» **Written problem 1**:
From the interview on translating poetry, list the words the translator strings together to describe translation as a process of friendship.
» **Written problem 2**:
Extend the interview on translating Nelly Sachs's poems, picking up after its final sentence.

» **Selected excerpt**:
· · · ·

Fidelity is an overwhelming responsibility; but what does it mean? Translations tend to oscillate along a continuum of equivalence and analogy, or, you could say, fidelity to the letter and fidelity to the spirit. But I don’t have a poetics, and I don’t have a philosophy of translation. Or if I do have one, it’s something like translation as a process of friendship. Reception, intimacy, commitment, connection, honor. Simply put, I just do the best I can.

SD: In the introduction, you ask “what is [the translation’s] authority in relation to the original work?” How would you answer this? 

JW: The original work is itself, in some fundamental sense, also a translation. In the Kabbalah, which was so important to Sachs in her writing of Flight and Metamorphosis, there is a mythological and cosmogonic idea that every epoch has a different Torah; that the white space you see around the letters of the Torah are themselves letters, ready to come into view and be read in another epoch. God created the world by reading from a primordial Torah; in a sense the world is God’s translation of that Torah.

So, a true translation of a work, from one language into another language, expresses its authority in relation to the original by being, in the so-called target language, its own version: it’s authored by another, but ultimately self-authorizing. One never really feels like one has written a poem; rather one feels like a poem was written through oneself, that you’re an instrument. The poem finds another home, with the luck or serendipity of finding the translator, in another language. Poems, like persons, migrate.

SD: Yes. It is interesting how different poets have used different metaphors for that process of being written through. I’m thinking of Yeats and his metaphor-bearing spirits, Jack Spicer / Jean Cocteau with radio transmissions and Rilke with those Duino angels. Thoughts?

JW: There’s this thing, called the unconscious . . . ? Seriously, though. The mind, as an organ that interacts with the world and is a growth form of it; add language; then add poetry, or the thing we do with language when we want language to do something excessive: Rilke’s angels are his figure for the feedback loop. We should definitely drop acid again soon.

SD: Let’s take a closer look at some of your translations. In “The Hunter” three English lines runs thus: 

“Coil
night
for the silk butterfly’s cocoon?”

Whereas in the German the word “Nacht” comes last. I’m curious what drove your decisions here. I’m also curious about “And Always”, where your English inserts a caesura here: 

“Is something, like the wind,
fanning the hair of our ignorance?”

This one I find particularly interesting because it could also be: “Is something like the wind / fanning the hair of our ignorance?” What can you tell us about these passages in translation?

JW: In that passage of “The Hunter”, the word ‘Nacht’/night comes at the end of that strophe in the original. Sachs exploits the open syntactic positionality of German, which allows for words to fall in places of the sentence that English won’t allow. This quality of German adds power and flexibility to an element that augments poetic expression.

· · · ·

» **Data section**:
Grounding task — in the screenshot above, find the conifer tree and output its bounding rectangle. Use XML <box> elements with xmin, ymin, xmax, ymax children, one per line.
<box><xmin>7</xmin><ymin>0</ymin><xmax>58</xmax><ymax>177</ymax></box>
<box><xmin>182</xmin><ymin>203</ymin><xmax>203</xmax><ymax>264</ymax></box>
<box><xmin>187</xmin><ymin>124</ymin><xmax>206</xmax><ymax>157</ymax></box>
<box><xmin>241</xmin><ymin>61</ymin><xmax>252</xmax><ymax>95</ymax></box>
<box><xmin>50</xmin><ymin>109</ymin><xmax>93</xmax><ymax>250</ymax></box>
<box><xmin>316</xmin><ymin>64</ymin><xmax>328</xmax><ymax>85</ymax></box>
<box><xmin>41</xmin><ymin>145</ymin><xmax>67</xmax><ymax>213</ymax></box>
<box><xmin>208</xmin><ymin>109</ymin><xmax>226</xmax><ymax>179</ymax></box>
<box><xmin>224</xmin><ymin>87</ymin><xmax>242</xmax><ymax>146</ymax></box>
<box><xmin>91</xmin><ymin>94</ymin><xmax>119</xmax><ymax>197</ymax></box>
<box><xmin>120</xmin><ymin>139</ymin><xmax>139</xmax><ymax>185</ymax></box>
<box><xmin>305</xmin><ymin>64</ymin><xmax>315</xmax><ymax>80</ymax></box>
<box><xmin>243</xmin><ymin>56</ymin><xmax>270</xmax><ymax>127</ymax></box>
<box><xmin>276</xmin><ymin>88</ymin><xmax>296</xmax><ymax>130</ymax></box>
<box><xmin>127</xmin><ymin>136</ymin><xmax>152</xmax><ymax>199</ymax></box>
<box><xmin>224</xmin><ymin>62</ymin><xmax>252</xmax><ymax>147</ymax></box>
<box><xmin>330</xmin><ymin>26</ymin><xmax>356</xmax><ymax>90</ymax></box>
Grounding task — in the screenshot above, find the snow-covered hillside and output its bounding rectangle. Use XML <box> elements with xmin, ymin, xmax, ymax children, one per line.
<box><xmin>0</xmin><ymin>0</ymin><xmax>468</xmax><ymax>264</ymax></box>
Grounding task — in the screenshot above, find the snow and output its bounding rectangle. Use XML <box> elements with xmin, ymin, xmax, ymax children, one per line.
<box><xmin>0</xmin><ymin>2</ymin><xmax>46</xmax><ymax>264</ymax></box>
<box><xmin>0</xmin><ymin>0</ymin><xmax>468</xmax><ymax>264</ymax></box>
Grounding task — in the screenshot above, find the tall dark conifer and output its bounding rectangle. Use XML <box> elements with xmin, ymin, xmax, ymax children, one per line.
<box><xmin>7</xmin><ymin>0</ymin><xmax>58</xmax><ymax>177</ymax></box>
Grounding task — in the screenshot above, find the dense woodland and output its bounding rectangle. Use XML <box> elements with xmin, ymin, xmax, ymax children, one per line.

· · · ·

» **Final result 1**:
Reception, intimacy, commitment, connection, honor

» **Final result 2**:
German is a great language for poetry because it is both very precise in its syntactic relationships (making it an excellent language for philosophy and law), and also very open in this sense of positionality (the cases indicate the relationship of parts). Okay, so: Poetry as an art form maximizes connotation by spatializing, through verse structures, one’s experience of language. A poet can create or intensify the suspense and tension of an expression by, for example, delaying the arrival of a word.

A poet can create
or intensify
the suspense and
tension of an expression by,
for example,
delaying
the arrival of a
word.

By virtue of that delay, intensified by poetry’s spatialization of language, Sachs adds a kind of rhetorical emphasis that is not possible in prose—it is specifically a verse effect. But it would be unnatural to do it in English, and it would introduce a quality that, while possible in English—that kind of twisting—is not in tune with Sachs’ meaning (or my interpretation of that meaning). Night in this strophe sits apposite the sun; and I wanted to set that relationship by virtue of a more natural (to English) syntactic parallelism.

The kind of question Sachs is asking about time in relation to the sun—how should we pull time / from the sun’s golden threads—she is also asking about the silk butterfly’s cocoon in relation to the night—i.e., and also, how do we coil night for the silk butterfly’s cocoon?

Putting aside the imperative question—which is what kind of questions are these?—my first imperative is to translate the passage in a way that makes sense in tune with Sachs’ meaning. So, I had to give up the wonderful placement of Nacht/night at the end of the strophe (a formal felicity) in order to capture a quality of lyric emotion in the voice that comes out of those lines. I adhere to Sachs’ feeling of lineation in relation to the sentence, however, and place “night” on its own line; and that’s something I do throughout, as much as possible.

In the second example, you’re asking about my insertion of punctuation in the English where there is none in the German. You’re absolutely right that the lines read perfectly well without the commas; and another translator would likely not do what I’ve done. Those commas are a kind of interpellation, that I’ve inserted to accentuate a dramatic voicing. The commas create the effect of a speaker in the middle of a lyric thought, who is discovering what she thinks in the moment. Another way of explaining what I’ve done might be in terms of musical performance, the way a conductor interprets the tempo of a musical passage in leading the orchestra. How slow is adagietto, how fast is allegretto? There’s a kind of range for each tempo, or rhythm, that is separate from the meter. Basically, I’ve translated the passage the way I hear it, the way it reaches me as living speech.

SD: On that note, could you conclude by sharing how you perceive your translations in relation to previous English versions of Sachs’ poems? What is the relationship of poem to translation when there are multiple translations?

JW: When you fall in love with a book that’s been translated, you tend to, like, cathect that particular translation; that translation is the sound and movement of that book for you. You’re emotionally connected to that one. Another translation can come along and technically be in some sense better, but it can never really displace for you that other translation. This is usually more true for novels and stories than poems, but not exclusively. In poetry more than other verbal art forms, if you have a few good translations, and you know a little of the language, then the poem somehow exists in between them all. We’re getting close here to Benjamin’s notion of pure language, which is a bit mystical, (but no less true for that).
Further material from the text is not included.